Ainsi, l'individu, tout juste un individu, se tient seul dans une nuit d’étoiles pâles, ses réflexions pour ciel d’illusions. Il porte en lui les cicatrices du passé, les doutes du présent, mais aussi les rêves d’un avenir intangible. Il est le gardien de ses propres espoirs éteints, le créateur de ses propres chemins infinis, le but qui ramène au premier pas que l’on fait. Dans cette quête, il découvre que l'insignifiance collective n'est pas qu'une illusion, car chaque être, par sa simple existence, est une promesse de renouveau qu’on essaie d’enterrer, une étoile morte qui ne demande qu’à scintiller à nouveau dans le crépuscule de l'humanité. Car la nature a une fin indépassable, comme irréelle, embaumée dans un faux témoignage qu’un temps révolu nous rappelle pour passé.

Et dans ce voyage intérieur, il faut comprendre que la véritable importance ne réside pas seulement dans les grandes œuvres ou les exploits collectifs, mais dans la capacité à aimer, à espérer, à rêver, à dépasser, à accepter. Car ni le travail, ni le divertissement n’ont de prise sur la liberté, entravée par le gain de domination, par l’âpreté des échanges sociaux, des histoires ou des fables racontées.

Ni les lois, ni les maîtres ne font alors société : L’intelligence collective n’a plus lieu d’exister. Les actes simples et profonds donnent à l'individu sa dignité, sa raison d'être, son devenir d’être humain, dont l’espoir rêve d’aventures, au coeur d’un monde englouti par les flots amers du destin.
•••
Donnez la suite du texte sur l'individu et sa quête intérieure, en reprenant après sa dernière phrase. La liste provient d'une autre source que le texte.

▶ Données:
•••
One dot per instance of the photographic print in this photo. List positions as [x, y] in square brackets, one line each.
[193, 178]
•••
▶ Réponse:
Certaines images sont plus fortes car elle nous permettent d’espérer, en métaphore les cloportes que l’on se plait d’écraser. Plus vil, plus ignoble, en première page notre honte. En portrait c’est un homme, seul et sans importance. Le reflet d’un miroir, comme une remontrance, de celles qui donnent la nausée.

Nota bene : Comprenons bien que si le sérieux démystifié nécessite de savoir à qui l'on s'adresse, les enjeux intrinsèques sont d'être pris pour ce que l'on est censé être. Postures. Ce point précis fera l'objet sans nul doute d'un texte dédié. En attendant, la bibliographie est plus lourde de références dans ce petit intermède littéraire et philosophique. Ce n'est pas drôle ou du moins pas d'apparence. En suis-je digne ? Oserais-je dire que non ? Peu importe. Là, n'est pas la question et le fait que vous vous la posiez, vous disqualifierait à l'instant.